Recently, the paper “Lay Down the Common Metrics: Evaluating Proof-of-Work Consensus Protocols Security” from Nervos & Cryptape researcher Zhang Ren has been accepted by IEEE S&P (Oakland), which is also the first time that the blockchain team in mainland China has published relevant papers at the core conference of the blockchain industry.
IEEE S&P stands for IEEE Symposium on Security and Privacy and it’s one of the four major security conferences (CCS, S&P, USENIX, NDSS) in the field of computer security, considered to be the highest level conference among them. Since 1980, the IEEE Symposium on Security and Privacy has been the premier forum for presenting developments in computer security and electronic privacy, and for bringing together researchers and practitioners in the field. In order to distinguish it from a journal called IEEE Security & Privacy, ‘Oakland’ also referred to this conference because it is held annually in Oakland, USA.
In China, IEEE S&P is rated as a Class A conference in the recommendation list from CCF (China Computer Society) which is a national authoritative academic organization in the computer field. In other words, the international publications and conferences recommended and assessed by CCF is the most authoritative in China. This list divides various areas and directions of the computer field into 10 categories and in each category, high-level conferences and publications will be picked out and rated as level A, B and C by expert groups. The difficulty of paper publication from the level A is the highest with relatively paper level.

Excerpts of pointing data

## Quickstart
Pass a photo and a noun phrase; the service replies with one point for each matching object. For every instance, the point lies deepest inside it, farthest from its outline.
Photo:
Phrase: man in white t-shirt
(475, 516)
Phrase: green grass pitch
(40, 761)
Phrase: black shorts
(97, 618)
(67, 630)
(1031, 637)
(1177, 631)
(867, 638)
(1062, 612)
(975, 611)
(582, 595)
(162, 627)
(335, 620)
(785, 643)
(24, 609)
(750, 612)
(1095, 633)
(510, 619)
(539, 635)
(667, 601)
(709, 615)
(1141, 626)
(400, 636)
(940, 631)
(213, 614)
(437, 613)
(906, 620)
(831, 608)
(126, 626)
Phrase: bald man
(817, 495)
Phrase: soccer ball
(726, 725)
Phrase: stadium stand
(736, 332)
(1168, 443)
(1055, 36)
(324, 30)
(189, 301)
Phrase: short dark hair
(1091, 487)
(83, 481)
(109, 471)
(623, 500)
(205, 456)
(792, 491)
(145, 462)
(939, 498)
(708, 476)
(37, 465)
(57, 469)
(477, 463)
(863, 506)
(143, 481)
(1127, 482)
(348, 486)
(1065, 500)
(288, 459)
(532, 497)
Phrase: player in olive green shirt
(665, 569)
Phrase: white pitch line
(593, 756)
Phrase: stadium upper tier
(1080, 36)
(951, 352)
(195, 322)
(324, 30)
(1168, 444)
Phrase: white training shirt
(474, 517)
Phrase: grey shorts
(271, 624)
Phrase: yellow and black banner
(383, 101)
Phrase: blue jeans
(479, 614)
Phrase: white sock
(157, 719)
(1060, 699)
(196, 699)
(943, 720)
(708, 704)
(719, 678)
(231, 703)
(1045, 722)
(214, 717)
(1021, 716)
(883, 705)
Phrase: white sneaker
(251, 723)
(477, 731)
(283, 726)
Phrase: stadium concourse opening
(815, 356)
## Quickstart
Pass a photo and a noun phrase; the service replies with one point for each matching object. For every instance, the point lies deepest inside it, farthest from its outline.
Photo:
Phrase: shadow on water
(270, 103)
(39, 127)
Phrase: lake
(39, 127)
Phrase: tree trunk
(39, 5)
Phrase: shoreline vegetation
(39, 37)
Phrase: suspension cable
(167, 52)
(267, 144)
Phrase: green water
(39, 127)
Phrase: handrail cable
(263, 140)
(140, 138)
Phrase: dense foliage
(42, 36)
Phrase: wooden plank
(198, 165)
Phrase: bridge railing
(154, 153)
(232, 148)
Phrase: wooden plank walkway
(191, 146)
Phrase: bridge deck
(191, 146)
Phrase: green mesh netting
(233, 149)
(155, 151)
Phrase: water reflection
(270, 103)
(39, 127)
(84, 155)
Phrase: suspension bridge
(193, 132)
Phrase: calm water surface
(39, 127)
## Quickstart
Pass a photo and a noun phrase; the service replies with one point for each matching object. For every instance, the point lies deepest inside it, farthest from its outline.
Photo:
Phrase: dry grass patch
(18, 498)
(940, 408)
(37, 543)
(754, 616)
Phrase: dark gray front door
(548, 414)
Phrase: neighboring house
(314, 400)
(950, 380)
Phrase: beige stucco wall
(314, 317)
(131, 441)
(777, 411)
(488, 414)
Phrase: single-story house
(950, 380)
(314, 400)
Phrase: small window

## What you are asked to do
Pick up the article about the Nervos & Cryptape paper accepted at IEEE S&P and continue it from its last sentence. These data have no connection to the article above.

## Result of this exercise
Due to the natural relation among blockchain, computer security and cryptography, the four major security conferences above, the three major cryptography conferences (CRYPTO, EUROCRYPT, ASIACRYPT) and FC constitute the most important academic conferences in the blockchain field. Most of the important papers will be published at these conferences and S&P is one of the most important conferences.
Zhang Ren, a former Blockstream researcher who has been focused on blockchain consensus protocols, security and privacy research for a long term, is studying for Ph.D. at COSIC (Computer Security and Institute Cryptography group) in Catholic University of Louvain. In this paper, Zhang Ren introduces a multi-index evaluation framework for quantitative analysis of chain quality and anti-attack performance of PoW protocol and proposes several common defects in PoW security analysis. In addition, he points out a more secure development direction of PoW protocol in the future.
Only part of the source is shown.